* _DOCUMENT TEXT_:
____________________
Name lookups in D
Steven Schveighoffer
schveiguy at gmail.com
Mon Dec 14 18:54:58 UTC 2020
On 12/14/20 12:59 PM, kdevel wrote:
> On Monday, 14 December 2020 at 16:21:56 UTC, Steven Schveighoffer wrote:
>> This is expected behavior.
>
> Sure. In the original code the missing downcast was not that easily
> discernible.
I understand. There is sometimes confusion when a ufcs "member" is
found. I've seen a lot of weird things like this.
But the compiler can only tell what you want from the code you write, it
can't look at the intentions behind it. Especially when you make a mistake.
I've had countless times where I reach for something.to!somethingelse
and I forgot to import std.conv, but I've happened to import
std.datetime (which has a similar ufcs `to` function). And the error
message is always confusing.
I don't think this is fixable. You just have to live with it. It's
unfortunate that it compiles, and doesn't give an error. "Best effort"
functions like text that *always* compile can be hard to diagnose when
you call them by accident.
>> B does not have a member named "text", and so it looks for a UFCS
>> function to call and finds one.
>>
>> Note that a static import means you have to use the FQN to call text
>> (but text is perfectly fine via UFCS). However, a selective import
>> would still call text as expected.
>
> The original code accessed only std.conv.to. A selective import
> of `to` would have complained and helped to spot the error:
OK, I thought you meant a selective import of std.conv.text.
>
> q.d(13): Error: no property text for type q.B, perhaps import std.conv;
> is needed?
>
> BTW: Most of the time dmd's guess is accurate.
Those suggestions are hard-coded into the compiler, and I sometimes wish
they were more comprehensive. But I don't see any future in which the
compiler is going to suggest "maybe you meant to downcast to type D". It
just can't see what you were thinking.
____________________
* _GIVEN INFORMATION_:
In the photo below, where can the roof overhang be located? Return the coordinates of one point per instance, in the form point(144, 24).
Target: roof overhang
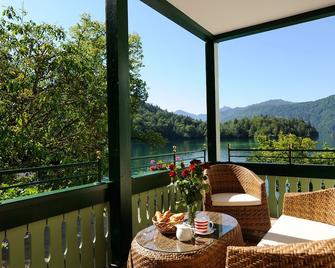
point(222, 20)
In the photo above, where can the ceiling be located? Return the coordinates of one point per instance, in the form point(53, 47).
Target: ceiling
point(222, 16)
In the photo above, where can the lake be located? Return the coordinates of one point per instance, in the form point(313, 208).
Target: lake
point(140, 149)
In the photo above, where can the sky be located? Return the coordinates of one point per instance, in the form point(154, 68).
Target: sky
point(295, 63)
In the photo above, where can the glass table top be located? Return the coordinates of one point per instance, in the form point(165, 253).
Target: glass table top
point(150, 238)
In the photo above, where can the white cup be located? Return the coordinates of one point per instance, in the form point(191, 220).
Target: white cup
point(184, 232)
point(203, 224)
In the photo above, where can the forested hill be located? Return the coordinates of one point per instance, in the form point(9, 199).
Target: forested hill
____________________
Answer these questions from the post on name lookups in D:
(a) Which module was forgotten when reaching for something.to!somethingelse, and which module had been imported instead?
(b) What does a static import require in order to call text?
(c) According to the post, how are the compiler's import suggestions provided?
The lines above are separate material and have no connection to the post on name lookups in D.

(a) The forgotten module was std.conv, and std.datetime had been imported instead.
(b) It requires using the FQN to call text.
(c) They are hard-coded into the compiler.